## SET PROBLEM:
Could you write out the records below exactly as they appear, leaving out any pictures?

## RECORDS FOR THE TASK:
------------------------------------
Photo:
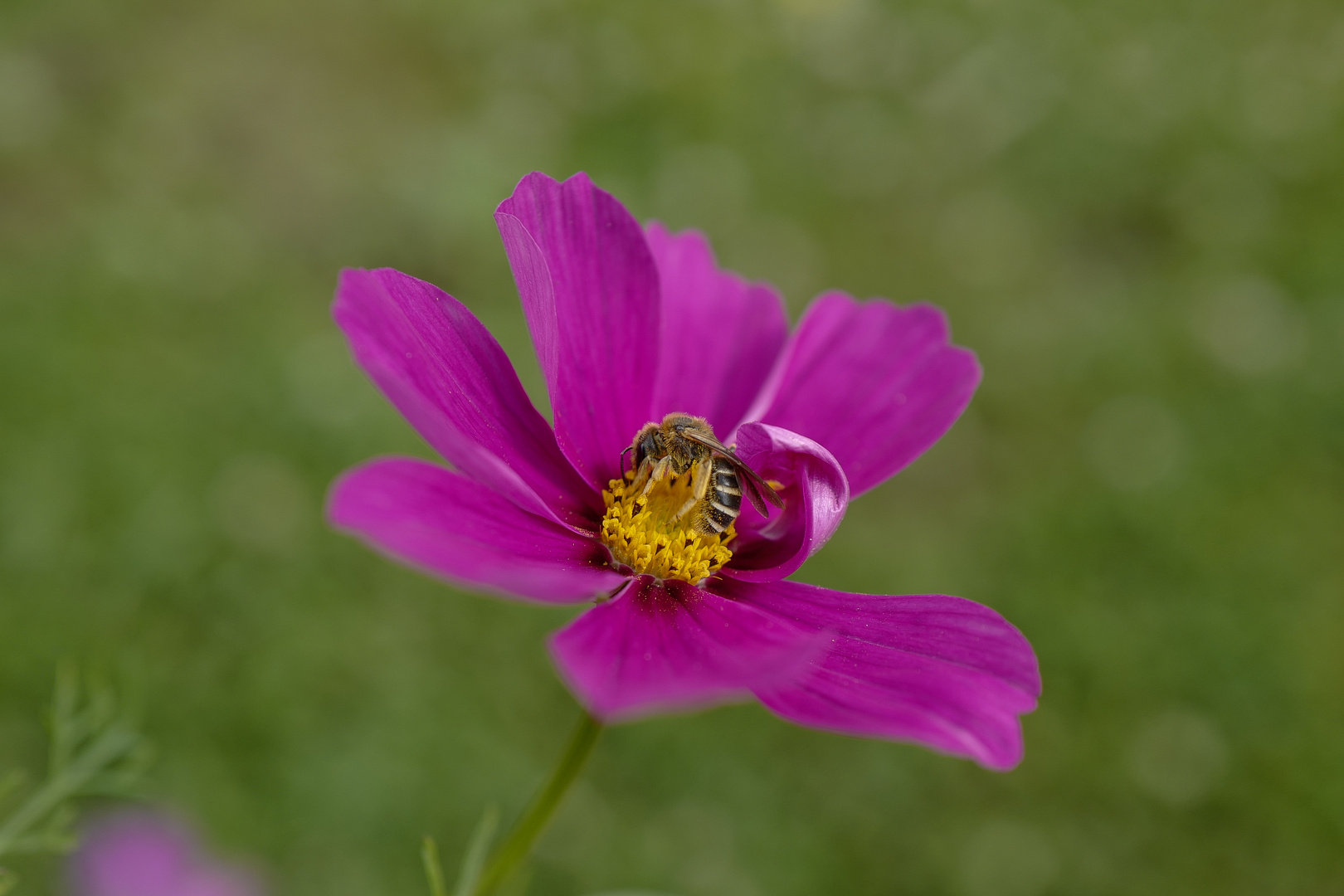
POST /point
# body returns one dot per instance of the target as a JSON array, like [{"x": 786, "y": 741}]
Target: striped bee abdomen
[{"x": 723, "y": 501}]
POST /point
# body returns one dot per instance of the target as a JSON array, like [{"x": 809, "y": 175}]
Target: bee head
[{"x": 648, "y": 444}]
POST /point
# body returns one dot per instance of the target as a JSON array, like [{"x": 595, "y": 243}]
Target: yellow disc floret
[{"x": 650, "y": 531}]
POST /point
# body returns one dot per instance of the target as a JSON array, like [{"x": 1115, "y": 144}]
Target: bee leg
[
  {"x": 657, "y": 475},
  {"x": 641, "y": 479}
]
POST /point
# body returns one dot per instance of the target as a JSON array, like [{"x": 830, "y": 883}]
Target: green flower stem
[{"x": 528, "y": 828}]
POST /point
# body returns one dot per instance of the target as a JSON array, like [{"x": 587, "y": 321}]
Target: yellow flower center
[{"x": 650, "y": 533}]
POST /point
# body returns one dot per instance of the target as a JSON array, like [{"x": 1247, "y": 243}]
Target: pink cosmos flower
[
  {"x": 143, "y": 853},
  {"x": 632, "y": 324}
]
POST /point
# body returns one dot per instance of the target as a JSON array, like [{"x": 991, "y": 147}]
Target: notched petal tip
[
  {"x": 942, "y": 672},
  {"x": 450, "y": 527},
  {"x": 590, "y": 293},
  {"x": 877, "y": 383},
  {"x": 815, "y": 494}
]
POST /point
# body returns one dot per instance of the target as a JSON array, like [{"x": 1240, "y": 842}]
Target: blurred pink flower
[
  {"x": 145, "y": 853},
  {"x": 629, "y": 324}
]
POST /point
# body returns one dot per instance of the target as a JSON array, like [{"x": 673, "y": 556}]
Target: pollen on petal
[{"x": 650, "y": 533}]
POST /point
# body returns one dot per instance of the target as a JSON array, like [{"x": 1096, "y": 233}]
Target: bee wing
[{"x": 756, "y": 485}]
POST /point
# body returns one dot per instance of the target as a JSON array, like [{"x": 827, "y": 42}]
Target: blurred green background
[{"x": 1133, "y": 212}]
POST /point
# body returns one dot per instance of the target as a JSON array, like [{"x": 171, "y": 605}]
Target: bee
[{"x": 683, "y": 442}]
------------------------------------
## EXERCISE ANSWER:
Photo:
POST /point
# body returns one dot per instance of the target as a JSON array, like [{"x": 786, "y": 741}]
Target: striped bee abdomen
[{"x": 723, "y": 501}]
POST /point
# body returns one dot per instance of the target as a JSON array, like [{"x": 809, "y": 175}]
Target: bee head
[{"x": 648, "y": 444}]
POST /point
# body returns one dot per instance of the target as a JSON array, like [{"x": 595, "y": 243}]
Target: yellow disc floret
[{"x": 650, "y": 531}]
POST /point
# body returns one dot per instance of the target as a JSON array, like [{"x": 1115, "y": 144}]
Target: bee leg
[
  {"x": 657, "y": 475},
  {"x": 641, "y": 479}
]
POST /point
# body returns one dot per instance of the target as a JSON array, like [{"x": 830, "y": 883}]
Target: green flower stem
[{"x": 528, "y": 828}]
POST /point
# body returns one dot per instance of the target as a JSON array, like [{"x": 587, "y": 321}]
Target: yellow flower center
[{"x": 650, "y": 533}]
POST /point
# body returns one dot per instance of the target as a JSON array, like [{"x": 1247, "y": 243}]
Target: pink cosmos flower
[
  {"x": 143, "y": 853},
  {"x": 632, "y": 324}
]
POST /point
# body returns one dot per instance of the target as a JSON array, like [{"x": 991, "y": 147}]
Target: notched petal tip
[
  {"x": 942, "y": 672},
  {"x": 450, "y": 527},
  {"x": 590, "y": 293},
  {"x": 877, "y": 383},
  {"x": 815, "y": 494}
]
POST /point
# body returns one dot per instance of the target as a JSON array, like [{"x": 1240, "y": 842}]
Target: blurred pink flower
[
  {"x": 145, "y": 853},
  {"x": 629, "y": 324}
]
POST /point
# body returns one dot per instance of the target as a JSON array, like [{"x": 673, "y": 556}]
Target: pollen on petal
[{"x": 650, "y": 533}]
POST /point
# body returns one dot per instance of the target as a JSON array, like [{"x": 1096, "y": 233}]
Target: bee wing
[{"x": 756, "y": 485}]
POST /point
# body returns one dot per instance of the target as a JSON array, like [{"x": 827, "y": 42}]
Target: blurred green background
[{"x": 1133, "y": 212}]
POST /point
# body returns one dot per instance of the target as a JSON array, like [{"x": 171, "y": 605}]
Target: bee
[{"x": 683, "y": 442}]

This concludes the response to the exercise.